** BEGIN **

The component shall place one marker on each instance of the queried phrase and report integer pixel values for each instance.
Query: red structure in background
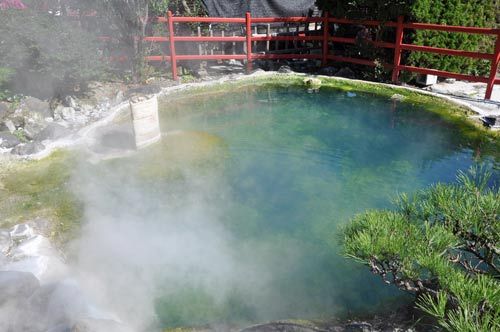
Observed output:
(16, 4)
(326, 39)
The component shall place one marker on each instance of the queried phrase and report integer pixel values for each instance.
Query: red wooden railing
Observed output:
(325, 56)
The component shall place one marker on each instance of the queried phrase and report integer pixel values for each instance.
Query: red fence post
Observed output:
(173, 57)
(248, 21)
(326, 36)
(397, 49)
(494, 67)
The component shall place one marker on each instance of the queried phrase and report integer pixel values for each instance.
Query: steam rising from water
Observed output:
(142, 240)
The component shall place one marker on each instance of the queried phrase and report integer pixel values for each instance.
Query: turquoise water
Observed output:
(294, 167)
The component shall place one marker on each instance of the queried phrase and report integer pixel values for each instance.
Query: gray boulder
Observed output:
(35, 106)
(4, 110)
(28, 148)
(16, 285)
(99, 325)
(52, 131)
(53, 306)
(8, 125)
(5, 241)
(285, 70)
(346, 72)
(8, 140)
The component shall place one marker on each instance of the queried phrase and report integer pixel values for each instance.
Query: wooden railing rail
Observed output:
(326, 39)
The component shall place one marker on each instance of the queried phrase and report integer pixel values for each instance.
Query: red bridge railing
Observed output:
(398, 46)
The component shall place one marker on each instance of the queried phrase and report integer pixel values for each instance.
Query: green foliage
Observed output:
(441, 244)
(44, 52)
(478, 13)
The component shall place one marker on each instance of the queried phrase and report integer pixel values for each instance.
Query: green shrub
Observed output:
(478, 13)
(46, 52)
(441, 244)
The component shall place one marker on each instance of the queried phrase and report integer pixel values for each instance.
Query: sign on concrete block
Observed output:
(145, 120)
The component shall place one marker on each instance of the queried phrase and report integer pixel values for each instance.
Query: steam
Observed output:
(142, 241)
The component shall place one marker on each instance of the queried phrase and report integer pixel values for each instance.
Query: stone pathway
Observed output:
(472, 94)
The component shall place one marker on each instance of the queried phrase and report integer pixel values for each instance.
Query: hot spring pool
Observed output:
(240, 205)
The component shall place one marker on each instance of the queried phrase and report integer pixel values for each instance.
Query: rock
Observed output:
(33, 127)
(17, 285)
(328, 71)
(312, 82)
(69, 101)
(10, 126)
(285, 70)
(53, 131)
(143, 90)
(99, 325)
(5, 241)
(4, 110)
(398, 97)
(53, 306)
(37, 256)
(120, 96)
(8, 140)
(64, 113)
(358, 327)
(28, 148)
(18, 121)
(60, 328)
(21, 232)
(346, 72)
(35, 105)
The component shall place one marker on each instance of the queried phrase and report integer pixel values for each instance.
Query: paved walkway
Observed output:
(472, 94)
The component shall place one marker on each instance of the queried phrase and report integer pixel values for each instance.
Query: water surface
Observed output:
(277, 171)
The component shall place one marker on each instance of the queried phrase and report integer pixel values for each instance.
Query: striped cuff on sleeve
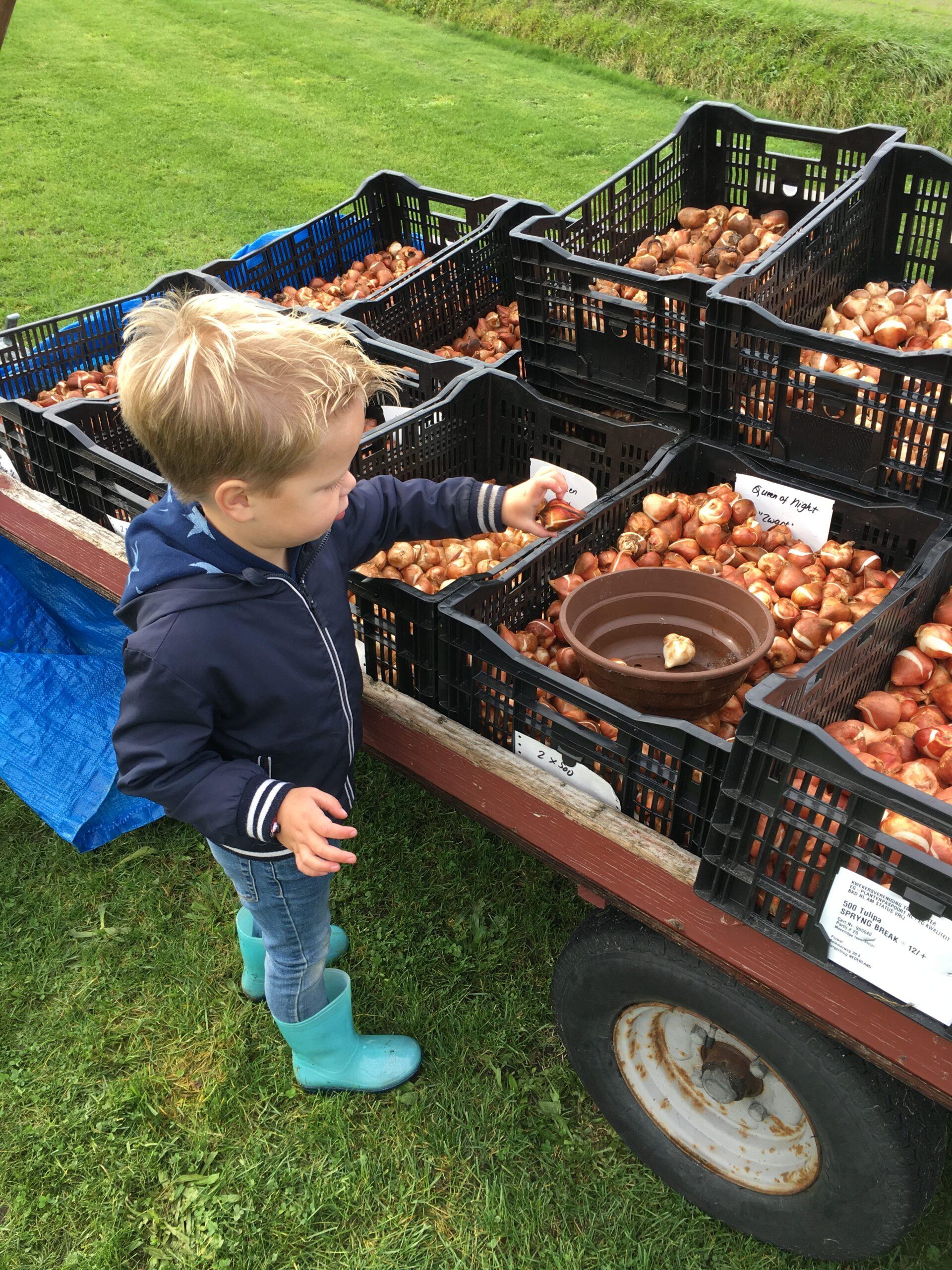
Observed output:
(259, 806)
(489, 508)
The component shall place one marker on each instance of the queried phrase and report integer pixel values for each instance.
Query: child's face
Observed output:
(306, 505)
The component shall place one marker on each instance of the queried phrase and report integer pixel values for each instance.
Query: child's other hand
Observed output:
(305, 829)
(522, 502)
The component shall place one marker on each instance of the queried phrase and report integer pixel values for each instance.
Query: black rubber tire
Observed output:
(883, 1144)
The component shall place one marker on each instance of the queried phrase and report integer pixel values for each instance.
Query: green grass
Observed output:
(822, 62)
(150, 1114)
(163, 135)
(158, 1124)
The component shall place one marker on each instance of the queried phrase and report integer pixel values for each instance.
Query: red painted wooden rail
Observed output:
(607, 855)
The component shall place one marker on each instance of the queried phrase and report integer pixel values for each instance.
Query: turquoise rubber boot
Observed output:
(253, 954)
(329, 1055)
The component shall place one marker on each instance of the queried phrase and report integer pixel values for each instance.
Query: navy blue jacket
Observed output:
(241, 680)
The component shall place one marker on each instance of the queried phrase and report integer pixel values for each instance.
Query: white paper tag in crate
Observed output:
(7, 465)
(391, 413)
(573, 774)
(808, 515)
(873, 934)
(581, 492)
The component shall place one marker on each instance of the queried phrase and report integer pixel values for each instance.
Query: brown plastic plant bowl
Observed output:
(626, 615)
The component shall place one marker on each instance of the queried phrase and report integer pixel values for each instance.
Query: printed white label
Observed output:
(7, 465)
(573, 774)
(808, 515)
(581, 492)
(873, 934)
(391, 413)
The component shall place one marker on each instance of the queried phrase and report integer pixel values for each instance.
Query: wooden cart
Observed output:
(774, 1095)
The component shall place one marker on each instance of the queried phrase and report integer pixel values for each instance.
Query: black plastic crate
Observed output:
(892, 223)
(99, 469)
(388, 207)
(791, 793)
(665, 772)
(653, 352)
(485, 426)
(40, 353)
(434, 304)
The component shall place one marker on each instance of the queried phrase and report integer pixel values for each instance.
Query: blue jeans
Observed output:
(293, 919)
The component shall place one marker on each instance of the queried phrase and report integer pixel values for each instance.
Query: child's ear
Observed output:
(232, 500)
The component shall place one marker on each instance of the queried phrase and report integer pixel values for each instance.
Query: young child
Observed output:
(241, 710)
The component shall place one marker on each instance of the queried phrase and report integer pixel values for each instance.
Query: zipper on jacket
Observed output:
(334, 659)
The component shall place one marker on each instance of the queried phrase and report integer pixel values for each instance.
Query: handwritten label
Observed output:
(873, 934)
(391, 413)
(581, 492)
(808, 515)
(7, 465)
(573, 774)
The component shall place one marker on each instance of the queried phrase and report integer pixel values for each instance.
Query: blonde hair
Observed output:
(218, 386)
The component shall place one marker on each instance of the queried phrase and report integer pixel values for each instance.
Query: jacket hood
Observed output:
(178, 561)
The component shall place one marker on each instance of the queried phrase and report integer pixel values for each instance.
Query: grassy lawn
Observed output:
(151, 1118)
(834, 63)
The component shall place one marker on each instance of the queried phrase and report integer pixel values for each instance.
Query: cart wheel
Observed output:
(746, 1112)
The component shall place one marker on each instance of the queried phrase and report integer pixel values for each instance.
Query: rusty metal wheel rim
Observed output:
(713, 1096)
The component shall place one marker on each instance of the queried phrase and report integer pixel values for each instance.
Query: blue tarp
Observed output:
(60, 686)
(268, 237)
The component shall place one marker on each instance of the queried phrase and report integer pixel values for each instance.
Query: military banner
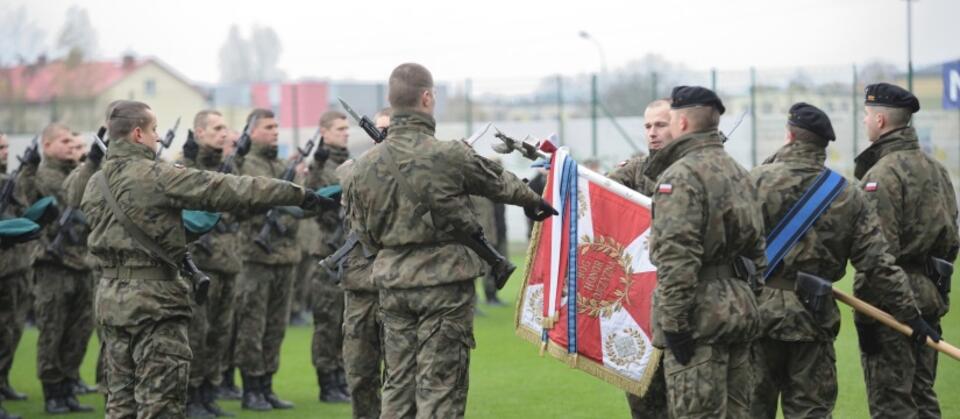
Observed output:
(587, 294)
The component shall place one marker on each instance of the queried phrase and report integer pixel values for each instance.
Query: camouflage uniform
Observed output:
(795, 358)
(362, 326)
(328, 296)
(705, 216)
(265, 286)
(918, 211)
(425, 277)
(217, 255)
(144, 307)
(653, 404)
(63, 288)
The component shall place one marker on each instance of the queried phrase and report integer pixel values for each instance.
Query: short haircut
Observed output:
(51, 131)
(807, 136)
(407, 83)
(387, 112)
(200, 120)
(126, 116)
(701, 117)
(326, 120)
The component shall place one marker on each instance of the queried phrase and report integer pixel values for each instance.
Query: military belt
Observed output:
(138, 272)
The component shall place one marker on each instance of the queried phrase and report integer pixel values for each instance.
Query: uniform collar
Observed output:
(680, 147)
(897, 140)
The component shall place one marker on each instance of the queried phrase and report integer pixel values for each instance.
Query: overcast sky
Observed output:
(495, 39)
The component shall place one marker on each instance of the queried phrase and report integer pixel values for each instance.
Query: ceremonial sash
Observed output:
(825, 188)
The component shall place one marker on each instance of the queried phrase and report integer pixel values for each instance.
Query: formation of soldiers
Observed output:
(180, 303)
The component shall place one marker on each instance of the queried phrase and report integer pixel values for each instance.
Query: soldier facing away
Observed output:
(918, 216)
(408, 199)
(143, 304)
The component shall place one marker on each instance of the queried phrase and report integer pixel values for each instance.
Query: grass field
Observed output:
(508, 377)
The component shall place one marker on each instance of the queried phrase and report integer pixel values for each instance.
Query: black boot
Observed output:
(228, 388)
(70, 399)
(270, 396)
(53, 402)
(8, 393)
(195, 407)
(330, 388)
(252, 397)
(209, 398)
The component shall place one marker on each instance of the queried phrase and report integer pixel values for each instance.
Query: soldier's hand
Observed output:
(315, 201)
(921, 331)
(867, 335)
(540, 212)
(681, 345)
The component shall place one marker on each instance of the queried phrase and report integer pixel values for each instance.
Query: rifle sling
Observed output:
(138, 235)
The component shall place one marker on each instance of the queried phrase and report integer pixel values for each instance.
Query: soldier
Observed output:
(218, 255)
(656, 123)
(265, 286)
(795, 357)
(328, 296)
(63, 284)
(707, 238)
(425, 275)
(918, 216)
(362, 327)
(142, 303)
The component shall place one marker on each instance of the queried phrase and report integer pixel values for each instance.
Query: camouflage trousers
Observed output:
(263, 311)
(803, 375)
(327, 345)
(210, 329)
(13, 315)
(147, 369)
(716, 383)
(363, 351)
(63, 301)
(652, 405)
(900, 378)
(428, 335)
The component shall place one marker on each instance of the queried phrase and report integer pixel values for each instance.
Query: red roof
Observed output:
(35, 83)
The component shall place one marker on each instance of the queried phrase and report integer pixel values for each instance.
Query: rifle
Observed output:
(9, 185)
(368, 126)
(272, 223)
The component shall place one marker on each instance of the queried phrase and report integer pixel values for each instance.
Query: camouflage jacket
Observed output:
(848, 230)
(415, 247)
(223, 242)
(262, 161)
(152, 194)
(49, 181)
(330, 222)
(631, 174)
(917, 206)
(705, 214)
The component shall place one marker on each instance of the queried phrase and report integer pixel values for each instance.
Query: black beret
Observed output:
(689, 96)
(811, 118)
(885, 94)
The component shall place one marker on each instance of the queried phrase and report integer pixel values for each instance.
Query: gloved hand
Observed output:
(867, 335)
(540, 212)
(314, 201)
(681, 345)
(922, 330)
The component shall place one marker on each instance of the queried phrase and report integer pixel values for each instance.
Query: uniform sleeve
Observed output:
(212, 191)
(880, 281)
(677, 250)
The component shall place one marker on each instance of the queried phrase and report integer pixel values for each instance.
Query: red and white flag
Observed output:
(587, 296)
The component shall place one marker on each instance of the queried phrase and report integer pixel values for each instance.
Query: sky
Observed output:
(512, 40)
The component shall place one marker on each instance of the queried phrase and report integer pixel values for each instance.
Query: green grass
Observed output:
(508, 377)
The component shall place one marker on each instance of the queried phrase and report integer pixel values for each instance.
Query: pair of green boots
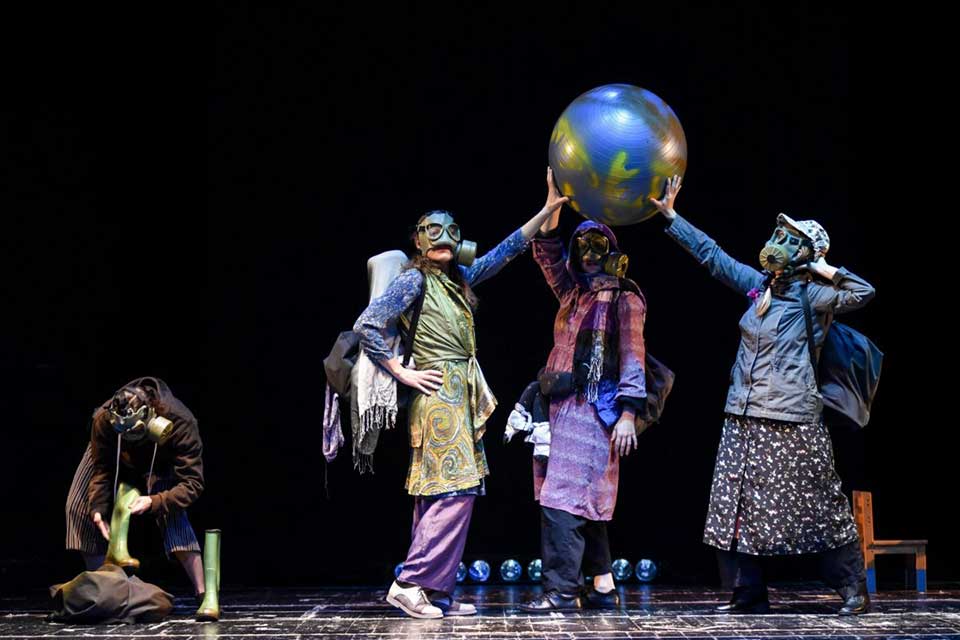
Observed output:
(119, 554)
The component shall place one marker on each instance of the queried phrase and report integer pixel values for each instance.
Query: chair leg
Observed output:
(868, 557)
(921, 568)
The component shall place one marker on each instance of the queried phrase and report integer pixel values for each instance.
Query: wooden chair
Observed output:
(863, 514)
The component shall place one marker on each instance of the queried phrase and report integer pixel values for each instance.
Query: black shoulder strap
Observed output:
(808, 317)
(414, 321)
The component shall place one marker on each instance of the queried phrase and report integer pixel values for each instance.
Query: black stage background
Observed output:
(327, 131)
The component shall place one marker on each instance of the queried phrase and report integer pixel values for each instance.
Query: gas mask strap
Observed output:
(116, 473)
(150, 475)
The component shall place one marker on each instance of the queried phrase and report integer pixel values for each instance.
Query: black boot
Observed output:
(747, 600)
(856, 600)
(552, 600)
(593, 599)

** END **

• _Short task_: Return every line of the data above that contains the word "plastic", treating uppercase and lowercase letters as different.

• _Problem solution_:
Query: brown plastic plant bowl
Query: black plastic crate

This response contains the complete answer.